◆ TASK GOAL: Rewrite the entries below as a JSON list of strings, with each line as its own string and blank lines left out. Omit the pictures.

◆ DATA PROVIDED:
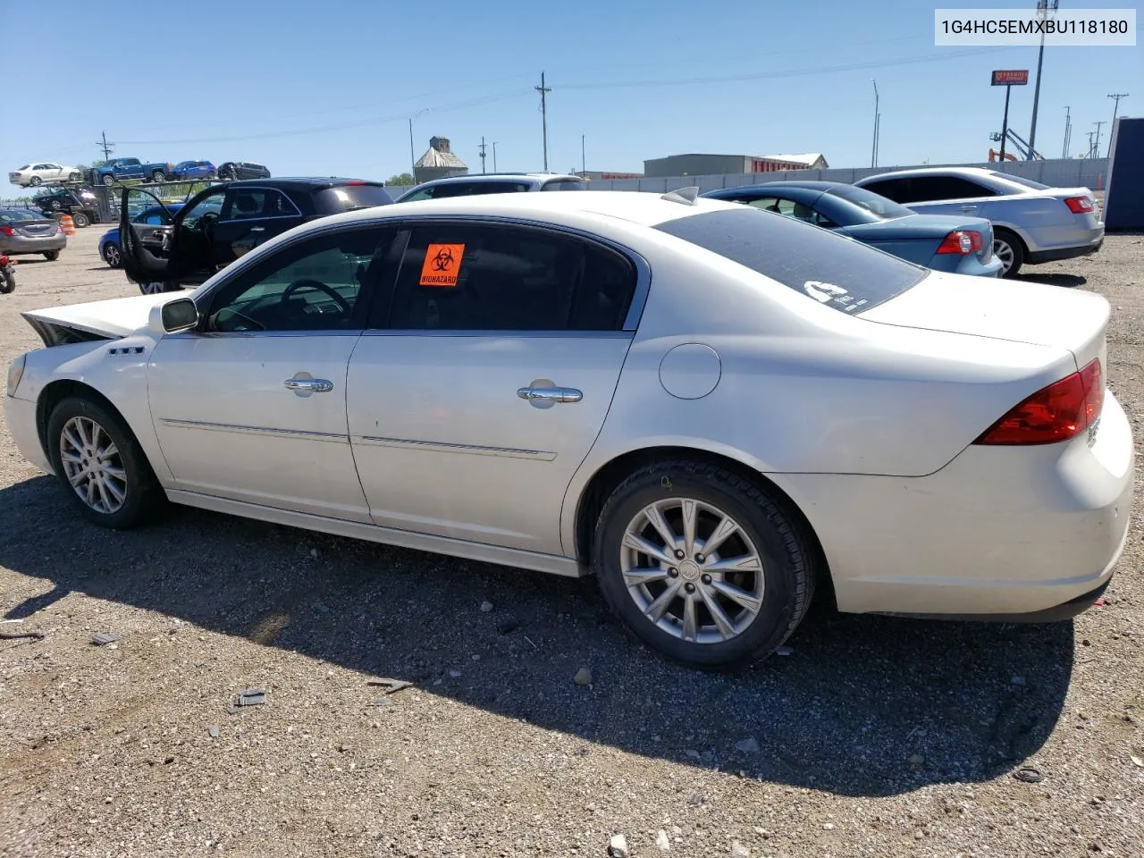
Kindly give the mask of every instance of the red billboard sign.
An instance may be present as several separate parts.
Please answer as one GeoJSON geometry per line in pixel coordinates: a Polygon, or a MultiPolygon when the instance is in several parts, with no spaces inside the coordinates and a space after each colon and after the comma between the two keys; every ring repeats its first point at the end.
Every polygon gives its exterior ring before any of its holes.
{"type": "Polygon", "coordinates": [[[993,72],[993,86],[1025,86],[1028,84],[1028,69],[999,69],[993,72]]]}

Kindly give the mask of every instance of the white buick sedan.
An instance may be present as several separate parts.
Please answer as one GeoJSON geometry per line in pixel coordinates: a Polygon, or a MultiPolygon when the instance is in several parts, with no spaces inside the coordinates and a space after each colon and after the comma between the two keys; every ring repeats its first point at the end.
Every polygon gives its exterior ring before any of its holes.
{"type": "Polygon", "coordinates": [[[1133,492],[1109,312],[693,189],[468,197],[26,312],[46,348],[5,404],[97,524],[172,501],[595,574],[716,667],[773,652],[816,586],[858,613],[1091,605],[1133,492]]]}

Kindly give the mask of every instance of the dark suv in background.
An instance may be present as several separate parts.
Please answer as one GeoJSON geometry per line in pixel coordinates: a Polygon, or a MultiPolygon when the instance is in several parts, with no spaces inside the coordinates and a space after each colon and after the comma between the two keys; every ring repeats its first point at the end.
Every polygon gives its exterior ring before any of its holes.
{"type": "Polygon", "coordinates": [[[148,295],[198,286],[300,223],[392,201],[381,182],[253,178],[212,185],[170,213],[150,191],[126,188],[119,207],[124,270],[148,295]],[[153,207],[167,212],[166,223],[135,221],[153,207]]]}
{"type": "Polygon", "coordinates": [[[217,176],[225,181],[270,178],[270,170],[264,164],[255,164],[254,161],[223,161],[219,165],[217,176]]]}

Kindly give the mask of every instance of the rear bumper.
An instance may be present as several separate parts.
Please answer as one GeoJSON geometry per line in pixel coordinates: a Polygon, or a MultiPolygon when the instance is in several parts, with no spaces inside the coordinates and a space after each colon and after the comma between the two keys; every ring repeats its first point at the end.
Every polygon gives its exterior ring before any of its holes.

◆ FINISHED TASK:
[
  "Kindly give the mask of every instance of the red billboard sign.",
  "An instance may be present as several separate parts.",
  "Please answer as one GeoJSON geometry per line in pixel coordinates: a Polygon, or a MultiPolygon when the instance is in several parts, with no spaces inside the coordinates and a space after each colon and after the comma between the two keys; every ring repeats its first point at the end.",
  "Every polygon gives its exterior ring before any of its holes.",
  "{\"type\": \"Polygon\", \"coordinates\": [[[993,72],[993,86],[1025,86],[1028,84],[1028,69],[999,69],[993,72]]]}",
  "Kindly give the mask of every instance of the white buick sedan.",
  "An instance may be present as several separate parts.",
  "Please answer as one GeoJSON geometry per line in pixel coordinates: a Polygon, or a MultiPolygon when the instance is in several parts, with no spaces inside the coordinates and a space after each colon and after the comma between the two keys; every ring repeats its first point at the end.",
  "Every polygon gives its exterior ring before any of its holes.",
  "{\"type\": \"Polygon\", \"coordinates\": [[[1133,492],[1109,312],[693,189],[468,197],[26,312],[46,348],[5,404],[97,524],[172,501],[595,574],[716,667],[773,652],[816,586],[858,613],[1091,605],[1133,492]]]}",
  "Kindly give the mask of every instance of the dark suv in background.",
  "An instance may be present as several separate parts.",
  "Please answer as one GeoJSON geometry per line in pixel coordinates: a Polygon, or a MultiPolygon when the instance is in several parts, with no spaces inside the coordinates and a space after each colon and after the comma between the two keys; every ring repeats its first point at the end.",
  "Every polygon gives its exterior ring before any of its holes.",
  "{\"type\": \"Polygon\", \"coordinates\": [[[148,295],[198,286],[300,223],[392,201],[381,182],[253,178],[212,185],[170,213],[150,191],[126,188],[119,207],[124,270],[148,295]],[[153,207],[167,212],[166,223],[135,221],[153,207]]]}",
  "{\"type\": \"Polygon\", \"coordinates\": [[[217,176],[225,181],[270,178],[270,170],[264,164],[255,164],[254,161],[223,161],[219,165],[217,176]]]}",
  "Kindly give the mask of every instance of the rear bumper.",
  "An instance may be present as several separate parts.",
  "Please answer as one GeoJSON geometry per line in pixel coordinates: a Polygon, or a MultiPolygon when the instance is in several parts, with no spaces inside the coordinates and a space after each colon and after the comma between the two keys; every ring repeats its first point at the end.",
  "Every polygon gives its exterior ring before any of its holes."
]